What needs to be done.
All lines in the material with the string "person" should be listed.
◆ ◆ ◆
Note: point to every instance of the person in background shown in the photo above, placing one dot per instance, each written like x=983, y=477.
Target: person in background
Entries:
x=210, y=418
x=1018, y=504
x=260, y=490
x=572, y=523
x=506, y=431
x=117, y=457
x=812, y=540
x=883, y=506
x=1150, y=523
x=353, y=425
◆ ◆ ◆
Output.
Note: point to every instance of the person in background shown in the photo above, placing one dot per instance, each written like x=983, y=477.
Target: person in background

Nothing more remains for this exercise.